* **Tasks to complete**:
A – Please reproduce the Dynamo deployment text word for word between "Dynamo supports SGLang's" and "(total 8 GPUs).", inclusive.
B – Answer these questions from the Dynamo deployment text:
(i) How many GPUs does each GB200 node have in the example?
(ii) Which build argument builds the container from a remote dynamo repo?
(iii) Which script builds the Dynamo container for ARM64 (GB200)?

* **Text extract**:

— BEGIN —

Dynamo supports SGLang's GB200 implementation of wide expert parallelism and large scale P/D for DeepSeek-R1! You can read their blog post [here](https://lmsys.org/blog/2025-06-16-gb200-part-1/) for more details. We provide a sample configuration that demonstrates WideEP and P/D disaggregation. To run the exact configuration shown in the blog post, you can view the commands created by the SGLang team [here](https://github.com/sgl-project/sglang/issues/7227). In this example, we will run 1 prefill worker on 2 GB200 nodes (4 GPUs each) and 1 decode worker on 2 GB200 nodes (total 8 GPUs).
## Instructions
1. Build the Dynamo container using the latest published dynamo version and stable sglang version. If you want to build from a local dynamo repo, you can add `--build-arg BRANCH_TYPE=local` to the build command. If you want to build from a remote dynamo repo, you can add `--build-arg BRANCH_TYPE=remote` to the build command. If you want to use a specific tag for the default sglang version, you can add `--build-arg SGLANG_IMAGE_TAG=<tag>` to the build command.
1. Build the Dynamo container for ARM64 (GB200) using the `build.sh` script.

— END —

* **Data section**:
— BEGIN —

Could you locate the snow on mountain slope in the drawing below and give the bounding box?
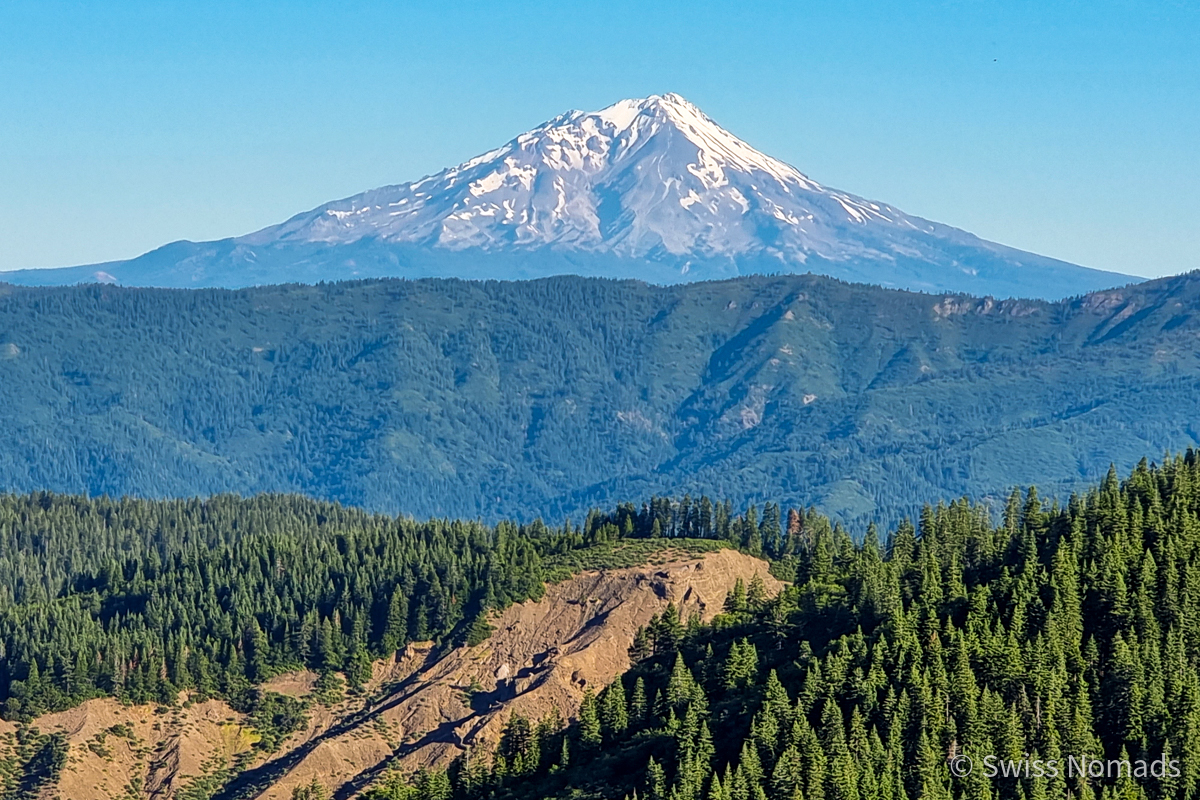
[2,95,1134,299]
[240,95,935,263]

— END —

* **Response list**:
A –
Dynamo supports SGLang's GB200 implementation of wide expert parallelism and large scale P/D for DeepSeek-R1! You can read their blog post [here](https://lmsys.org/blog/2025-06-16-gb200-part-1/) for more details. We provide a sample configuration that demonstrates WideEP and P/D disaggregation. To run the exact configuration shown in the blog post, you can view the commands created by the SGLang team [here](https://github.com/sgl-project/sglang/issues/7227). In this example, we will run 1 prefill worker on 2 GB200 nodes (4 GPUs each) and 1 decode worker on 2 GB200 nodes (total 8 GPUs).

B –
(i) 4 GPUs
(ii) `--build-arg BRANCH_TYPE=remote`
(iii) `build.sh`